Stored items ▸
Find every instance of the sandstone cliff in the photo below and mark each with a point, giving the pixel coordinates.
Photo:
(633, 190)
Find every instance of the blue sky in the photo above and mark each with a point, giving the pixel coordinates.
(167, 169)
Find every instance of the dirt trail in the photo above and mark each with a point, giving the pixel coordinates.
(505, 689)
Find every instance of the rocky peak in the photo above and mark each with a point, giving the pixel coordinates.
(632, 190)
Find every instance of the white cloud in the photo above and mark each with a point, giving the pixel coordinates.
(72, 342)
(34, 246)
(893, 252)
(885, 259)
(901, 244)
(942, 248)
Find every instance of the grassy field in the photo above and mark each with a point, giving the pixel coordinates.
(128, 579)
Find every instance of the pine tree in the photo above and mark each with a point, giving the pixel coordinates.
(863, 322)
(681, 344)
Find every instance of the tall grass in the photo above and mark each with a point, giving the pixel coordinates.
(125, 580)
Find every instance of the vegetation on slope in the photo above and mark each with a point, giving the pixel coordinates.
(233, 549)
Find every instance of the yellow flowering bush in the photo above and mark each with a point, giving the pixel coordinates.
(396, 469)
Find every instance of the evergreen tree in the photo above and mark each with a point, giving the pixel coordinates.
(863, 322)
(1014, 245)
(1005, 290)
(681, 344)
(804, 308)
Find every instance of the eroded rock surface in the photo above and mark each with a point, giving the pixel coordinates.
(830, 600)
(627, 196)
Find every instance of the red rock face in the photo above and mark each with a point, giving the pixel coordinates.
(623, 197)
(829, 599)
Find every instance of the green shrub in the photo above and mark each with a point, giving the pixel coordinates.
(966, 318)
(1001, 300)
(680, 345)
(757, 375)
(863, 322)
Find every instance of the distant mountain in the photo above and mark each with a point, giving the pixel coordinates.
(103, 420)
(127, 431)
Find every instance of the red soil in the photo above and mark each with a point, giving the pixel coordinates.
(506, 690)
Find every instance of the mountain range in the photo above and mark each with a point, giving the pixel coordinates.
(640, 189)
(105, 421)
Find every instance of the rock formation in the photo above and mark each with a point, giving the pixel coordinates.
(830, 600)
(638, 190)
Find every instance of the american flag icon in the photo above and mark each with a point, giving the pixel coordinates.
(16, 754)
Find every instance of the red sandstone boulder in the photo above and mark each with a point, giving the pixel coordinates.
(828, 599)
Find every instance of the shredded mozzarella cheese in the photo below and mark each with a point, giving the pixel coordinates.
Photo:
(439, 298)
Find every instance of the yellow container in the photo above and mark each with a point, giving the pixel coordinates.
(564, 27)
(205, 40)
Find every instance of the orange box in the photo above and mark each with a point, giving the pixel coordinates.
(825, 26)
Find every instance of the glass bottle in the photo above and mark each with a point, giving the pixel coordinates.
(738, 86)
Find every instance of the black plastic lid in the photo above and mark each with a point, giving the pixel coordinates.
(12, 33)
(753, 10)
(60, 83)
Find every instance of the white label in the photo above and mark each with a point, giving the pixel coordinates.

Goal ▸ Write out every line exactly as it stands.

Expected answer ▸
Find every instance of the sandstone cliff in the photo below and mark each with a point, giving the pixel coordinates.
Photo:
(633, 190)
Find every instance of the blue sky in the photo above and mark each with a point, giving the pixel coordinates.
(167, 169)
Find every instance of the dirt trail in the photo above and mark each with a point, giving the pixel coordinates.
(505, 689)
Find every instance of the rocky peak in the photo above and mark each with a point, giving the pixel coordinates.
(632, 190)
Find every instance of the white cloud in the photo above and mark each with a point, giving the pixel coordinates.
(72, 342)
(34, 246)
(893, 252)
(885, 259)
(901, 244)
(942, 248)
Find every instance of the grassy field in the photo above and mark each with a point, giving the pixel coordinates.
(128, 579)
Find every instance of the pine tree in the photo above and mark each with a point, giving the pixel coordinates.
(863, 322)
(681, 344)
Find every instance of the tall grass in the photo above and mark each with a point, giving the pixel coordinates.
(125, 580)
Find every instance of the vegetation on slope in the photo above and mark each with a point, giving the pixel coordinates.
(233, 549)
Find every instance of the yellow flowering bush in the photo above and mark each with a point, giving the pixel coordinates.
(396, 469)
Find every instance of the evergreen tree in the photo above and mark each with a point, giving the pixel coordinates.
(863, 322)
(1014, 245)
(1005, 290)
(681, 344)
(804, 308)
Find every instance of the eroded rock surface in the photo above and mark each with a point, giving the pixel coordinates.
(830, 600)
(627, 196)
Find every instance of the red rock face in the photo above and mark each with a point, giving the pixel coordinates.
(623, 197)
(829, 599)
Find every instance of the green shrub in the photo above and mark each with a point, giving the pixel coordinates.
(966, 318)
(1001, 300)
(680, 345)
(757, 375)
(863, 322)
Find every instance of the distant mountain in the photo above and mark each with a point, giving the pixel coordinates.
(103, 420)
(127, 431)
Find every instance of the red soil in the photo above and mark each with a point, giving the pixel coordinates.
(506, 690)
Find every instance of the mountain range in the photo above and mark each with a point, giving the pixel coordinates.
(640, 189)
(105, 421)
Find every instance of the rock formation in the photo above and mark each with a point, giving the pixel coordinates.
(830, 600)
(638, 190)
Find every instance of the american flag icon in the photo above and mark each with a point, giving the pixel coordinates.
(16, 754)
Find every instance of the red sandstone boulder in the photo above and mark each with a point, giving the pixel coordinates.
(828, 599)
Find every instance of the shredded mozzarella cheese in the photo below and mark each with a point, giving the pixel coordinates.
Photo:
(439, 298)
Find every instance of the yellow container in the photo above and mark each with a point, giving the pixel coordinates.
(564, 27)
(205, 40)
Find every instance of the orange box in the photo above and mark each with a point, giving the pixel coordinates.
(825, 26)
Find every instance of the glass bottle in the photo above and mark each with a point, giving the pixel coordinates.
(738, 86)
Find every instance of the black plastic lid in the photo above and mark each with a point, giving the pixel coordinates.
(12, 33)
(753, 10)
(60, 83)
Find every instance of the white label in the photo above and mark each with a point, giving the pixel coordinates.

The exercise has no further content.